# 原文节选
§
在 groupReference 的注释中可以看出，单个组内的内存分布情况。这两个结构体都是有一个指针指向一块连续的内存空间，其中，groupReference 指向一个组，而 groupsReference 指向一个 [length]groupReference。
lengthMask：lengthMask = groupLength - 1。当我们求一个 key 落到哪个 group 的时候，是用 h1 % groupLength 以获取的，而这个取模操作实际上可以用位运算来代替。即 h1 % groupLength = h1 & (groupLength - 1) ，而位运算是比除法快的。

3.1.2 Table

Table 是对 groupsReference 的上层封装，因为 groupsReference 实际上只负责存储数据，少了很多关键字段，而 Table 是对 groupsReference 的进一步封装，一个 Table 底层对应一个 groupReference，对应多个组，所以我们在理解 Table 的时候，把一个 Table 理解为一个 SwissTable 即可。一个 Table 中最多能有 1024 个 Slot，转为 Group 即一个 Table 中最多 128 个 Group（一个 Group 中固定 8 个 Slot）。

type table struct {
   // 表中元素的个数
   used uint16
   // 表的槽的数量，因为一个表中包含多个 group，
   // 所以表的总槽数 = group 数 * 一个 group 中的 slot 数
   capacity uint16
   // 表在下次触发 rehash 之前还能插入多少数据
   // rehash 是指触发扩容或者 rehash
   growthLeft uint16
   // 这一位实际上是当前 table 使用的目录位深度
   // 当我们在扩容 table 分裂的时候，用来定位 table 的位数也在上涨
   // 这时 2 ^ (globalDepth - localDepth)
§
# 原始资料
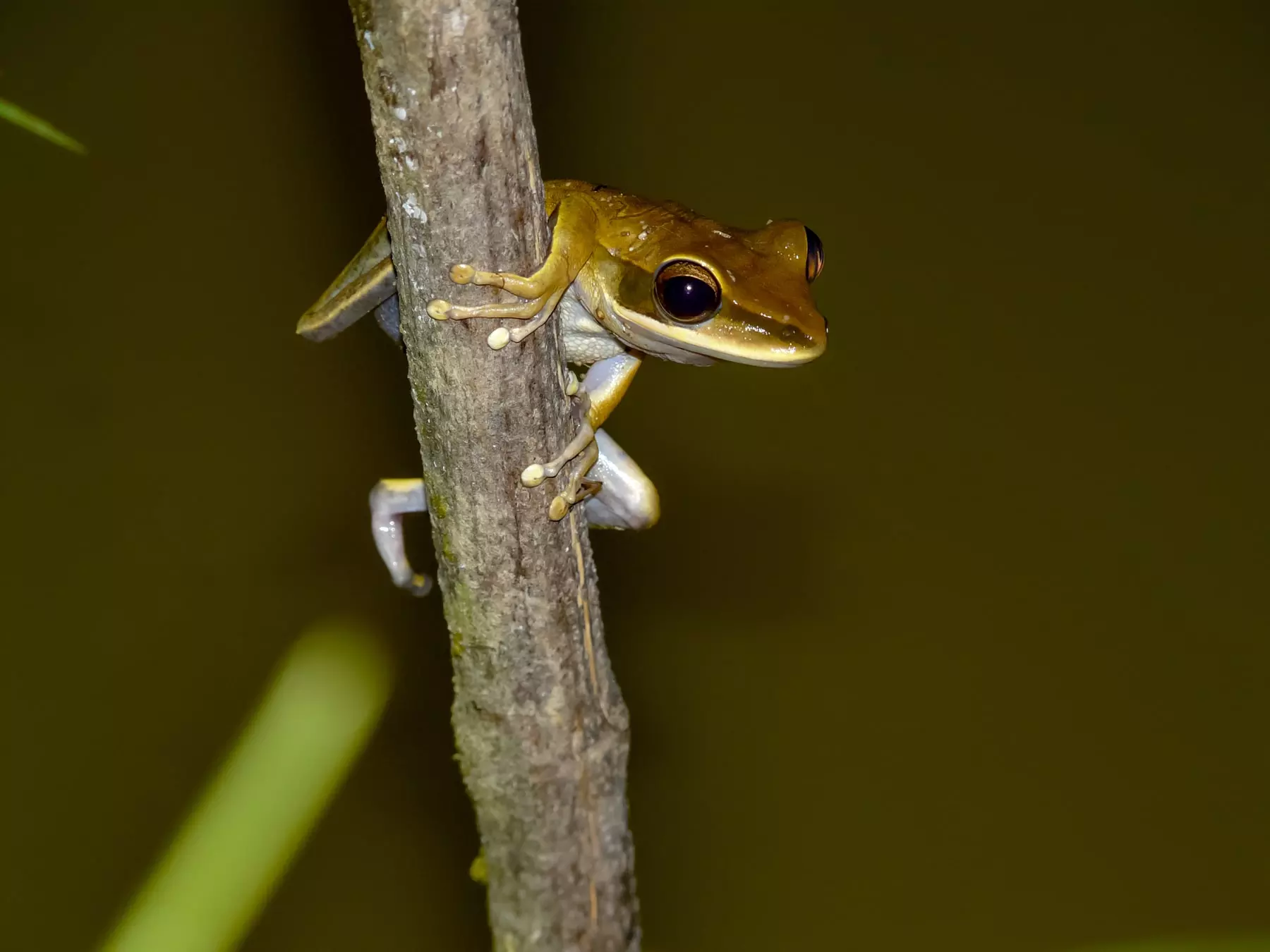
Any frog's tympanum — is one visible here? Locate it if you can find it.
[297,181,827,595]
§
# 练习题目 A
根据原文，一个 Table 中最多能有多少个 Group？
# 练习题目 B
请照原文抄写从“Table 是对 groupsReference 的上层封装，因为”到“中固定 8 个 Slot）。”的这一段。
作答时用不到上面的资料。

# 参考答案 A
最多 128 个 Group。

# 参考答案 B
Table 是对 groupsReference 的上层封装，因为 groupsReference 实际上只负责存储数据，少了很多关键字段，而 Table 是对 groupsReference 的进一步封装，一个 Table 底层对应一个 groupReference，对应多个组，所以我们在理解 Table 的时候，把一个 Table 理解为一个 SwissTable 即可。一个 Table 中最多能有 1024 个 Slot，转为 Group 即一个 Table 中最多 128 个 Group（一个 Group 中固定 8 个 Slot）。